═══ Selected passage
Here are the latest national Covid-19 trends, according to the CDC and major wastewater surveillance providers:
- New hospital admissions with Covid-19 have increased 10%, from 2,500 admissions per day during the week ending November 18 to 2,800 admissions per day during the week ending November 25.
- Test positivity has increased 14%, from 8.8% of Covid-19 tests returning positive results during the week ending November 18 to 10% of positive tests during the week ending November 25.
- Healthcare visits for influenza-like illness have increased 6% between the week ending November 18 and the week ending November 25.
- SARS-CoV-2 concentration in wastewater has increased 9% between the week ending November 18 and the week ending November 25, and the national wastewater viral activity level is high, per the CDC.
- SARS-CoV-2 concentration in wastewater has increased 28% between November 22 and November 29, per Biobot Analytics.
- SARS-CoV-2 concentration in wastewater has increased 9% between November 22 and November 29, per WastewaterSCAN.
As I anticipated last week, major metrics for Covid-19 and other respiratory viruses show increased disease spread during the week of Thanksgiving. This trend will likely continue through December (if not longer) as Americans continue to travel and gather for the holidays with relatively few precautions.
══════
═══ Provided material
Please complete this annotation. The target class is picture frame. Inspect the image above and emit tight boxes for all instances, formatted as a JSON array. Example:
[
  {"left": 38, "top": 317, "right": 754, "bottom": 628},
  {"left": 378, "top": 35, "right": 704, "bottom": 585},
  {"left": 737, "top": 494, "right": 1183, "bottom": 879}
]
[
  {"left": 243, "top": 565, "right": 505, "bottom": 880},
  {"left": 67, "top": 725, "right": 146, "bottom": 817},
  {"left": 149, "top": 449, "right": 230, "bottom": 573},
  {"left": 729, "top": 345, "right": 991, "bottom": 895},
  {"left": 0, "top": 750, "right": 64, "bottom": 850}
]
══════
Exercise instructions ::
a) From the Covid-19 trends update, output the text starting with "- Healthcare visits" and going on through "per Biobot Analytics.".
b) Answer these questions from the Covid-19 trends update:
(i) What share of Covid-19 tests returned positive results during the week ending November 25?
(ii) By what percentage did healthcare visits for influenza-like illness increase?
(iii) According to Biobot Analytics, how much did SARS-CoV-2 concentration in wastewater increase between November 22 and November 29?
c) Summarize the Covid-19 trends update in two sentences.

Completed exercise ::
a)
- Healthcare visits for influenza-like illness have increased 6% between the week ending November 18 and the week ending November 25.
- SARS-CoV-2 concentration in wastewater has increased 9% between the week ending November 18 and the week ending November 25, and the national wastewater viral activity level is high, per the CDC.
- SARS-CoV-2 concentration in wastewater has increased 28% between November 22 and November 29, per Biobot Analytics.

b)
(i) 10%
(ii) 6%
(iii) 28%

c) From the week ending November 18 to the week ending November 25, national Covid-19 hospital admissions rose 10%, test positivity rose 14%, and healthcare visits for influenza-like illness rose 6%, while CDC, Biobot Analytics, and WastewaterSCAN all reported increases in SARS-CoV-2 concentration in wastewater. These metrics point to increased spread of Covid-19 and other respiratory viruses during Thanksgiving week, a trend likely to continue through December as Americans travel and gather for the holidays with relatively few precautions.